• Exercise prompt: Please reproduce all of the data exactly as it appears, but skip the pictures.

• Material for this exercise:
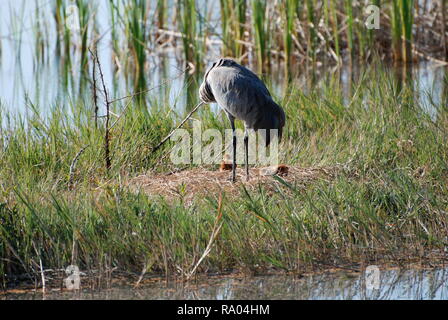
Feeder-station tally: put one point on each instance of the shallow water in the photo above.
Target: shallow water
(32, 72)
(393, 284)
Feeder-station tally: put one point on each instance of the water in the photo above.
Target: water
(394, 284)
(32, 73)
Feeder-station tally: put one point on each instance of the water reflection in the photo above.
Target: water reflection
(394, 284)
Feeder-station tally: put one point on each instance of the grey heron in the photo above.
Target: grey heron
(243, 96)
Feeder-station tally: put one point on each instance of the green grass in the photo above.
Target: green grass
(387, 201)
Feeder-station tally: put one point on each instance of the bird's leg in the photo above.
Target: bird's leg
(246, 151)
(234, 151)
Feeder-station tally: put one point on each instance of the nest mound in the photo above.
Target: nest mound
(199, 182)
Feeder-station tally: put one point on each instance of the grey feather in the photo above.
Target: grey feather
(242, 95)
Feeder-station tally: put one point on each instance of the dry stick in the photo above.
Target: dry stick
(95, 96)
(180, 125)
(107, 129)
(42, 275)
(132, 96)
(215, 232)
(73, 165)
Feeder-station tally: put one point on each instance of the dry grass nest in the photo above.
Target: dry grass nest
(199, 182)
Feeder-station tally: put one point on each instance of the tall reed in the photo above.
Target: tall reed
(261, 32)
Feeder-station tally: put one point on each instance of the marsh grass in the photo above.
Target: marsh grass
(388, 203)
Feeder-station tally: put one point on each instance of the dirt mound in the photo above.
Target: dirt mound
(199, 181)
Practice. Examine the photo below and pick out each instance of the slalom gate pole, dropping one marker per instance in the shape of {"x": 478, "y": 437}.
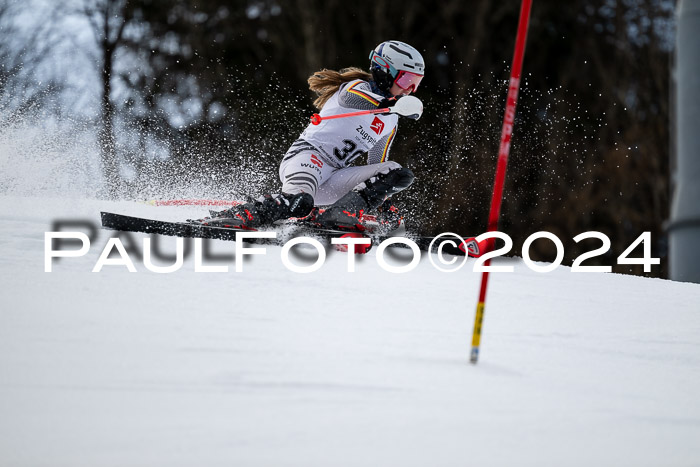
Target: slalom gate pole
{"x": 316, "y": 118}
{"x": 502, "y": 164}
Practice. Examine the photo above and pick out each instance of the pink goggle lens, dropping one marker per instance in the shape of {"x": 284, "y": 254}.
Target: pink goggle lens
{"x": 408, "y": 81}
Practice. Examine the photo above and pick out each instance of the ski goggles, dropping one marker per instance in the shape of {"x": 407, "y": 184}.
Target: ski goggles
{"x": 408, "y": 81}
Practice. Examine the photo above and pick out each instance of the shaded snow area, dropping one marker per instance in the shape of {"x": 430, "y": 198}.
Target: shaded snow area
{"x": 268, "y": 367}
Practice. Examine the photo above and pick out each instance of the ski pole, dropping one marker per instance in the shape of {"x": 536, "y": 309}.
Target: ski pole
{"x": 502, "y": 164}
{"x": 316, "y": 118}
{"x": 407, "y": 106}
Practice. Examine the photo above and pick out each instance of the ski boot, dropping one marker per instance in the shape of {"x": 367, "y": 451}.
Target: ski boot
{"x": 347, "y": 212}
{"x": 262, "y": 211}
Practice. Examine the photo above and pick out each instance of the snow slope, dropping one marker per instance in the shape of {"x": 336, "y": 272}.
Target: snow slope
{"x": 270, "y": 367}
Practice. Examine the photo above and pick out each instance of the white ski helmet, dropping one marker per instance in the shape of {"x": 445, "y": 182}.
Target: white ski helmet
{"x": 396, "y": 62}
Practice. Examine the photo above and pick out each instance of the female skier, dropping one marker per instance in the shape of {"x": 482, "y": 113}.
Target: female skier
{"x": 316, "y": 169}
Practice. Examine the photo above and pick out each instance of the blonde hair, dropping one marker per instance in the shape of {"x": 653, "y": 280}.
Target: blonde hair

• Response for this exercise:
Feeder-station tally: put one point on each instance of the shallow water in the photo above.
Target: shallow water
(32, 72)
(393, 284)
Feeder-station tally: put one point on each instance of the water in the photo above.
Target: water
(394, 284)
(32, 73)
Feeder-station tally: put one point on each instance of the water reflection in the photo above.
Target: water reflection
(394, 284)
Feeder-station tally: put one point on each instance of the grey heron in the photo above.
Target: grey heron
(243, 96)
Feeder-station tally: put one point on each instance of the green grass in the photo above.
Target: green grass
(387, 201)
Feeder-station tally: put one point on each instance of the bird's leg in the photo above.
Target: bird's leg
(246, 151)
(234, 151)
Feeder-station tally: put one point on each instance of the nest mound in the photo above.
Target: nest mound
(199, 182)
Feeder-station tally: put one point on each instance of the grey feather in the photo above.
Target: grey feather
(242, 95)
Feeder-station tally: put one point on each instance of the dry stick in the photo above.
Target: dry stick
(95, 96)
(180, 125)
(107, 129)
(42, 275)
(132, 96)
(215, 232)
(73, 165)
Feeder-station tally: put one point on each instance of the dry grass nest in the photo above.
Target: dry grass nest
(199, 182)
Feeder-station tally: put one point on each instance of the tall reed in the photo above.
Target: tall reed
(261, 32)
Feeder-station tally: put one point on each instance of the marsh grass in the photo above.
Target: marsh grass
(388, 203)
Feeder-station tally: put one point on each instance of the dirt mound in the photo above.
Target: dirt mound
(199, 181)
Practice. Examine the photo below and pick out each instance of the slalom gate pole, dropping one marker per instance in the shape of {"x": 478, "y": 437}.
Target: slalom gate pole
{"x": 316, "y": 118}
{"x": 502, "y": 164}
Practice. Examine the photo above and pick out each instance of the pink goggle lens, dropping one marker per instance in the shape of {"x": 284, "y": 254}.
Target: pink goggle lens
{"x": 408, "y": 81}
Practice. Examine the photo above and pick out each instance of the ski goggles, dropping one marker per instance in the shape of {"x": 407, "y": 184}.
Target: ski goggles
{"x": 408, "y": 81}
Practice. Examine the photo above and pick out each instance of the shaded snow area, dropping one marker per instance in the shape of {"x": 430, "y": 198}.
Target: shaded snow area
{"x": 268, "y": 367}
Practice. Examine the photo above and pick out each instance of the ski pole, dropping one marker per instance in the shape of {"x": 536, "y": 309}.
Target: ski pole
{"x": 502, "y": 164}
{"x": 316, "y": 118}
{"x": 407, "y": 106}
Practice. Examine the photo above and pick out each instance of the ski boot, dropping one marker per instance in the shape of {"x": 367, "y": 451}.
Target: ski boot
{"x": 347, "y": 212}
{"x": 262, "y": 211}
Practice. Examine the photo above and pick out each instance of the snow slope, dropping one marker per instance in the shape of {"x": 336, "y": 272}.
Target: snow slope
{"x": 270, "y": 367}
Practice. Examine the photo above and pick out each instance of the white ski helmet, dropping one marker per instance in the shape of {"x": 445, "y": 182}.
Target: white ski helmet
{"x": 396, "y": 62}
Practice. Examine the photo above and pick out each instance of the female skier, dropping one marker per instance in the shape of {"x": 482, "y": 113}.
Target: female skier
{"x": 316, "y": 169}
Practice. Examine the photo above and pick out each instance of the blonde hair, dropping one marker per instance in the shape of {"x": 653, "y": 280}.
Target: blonde hair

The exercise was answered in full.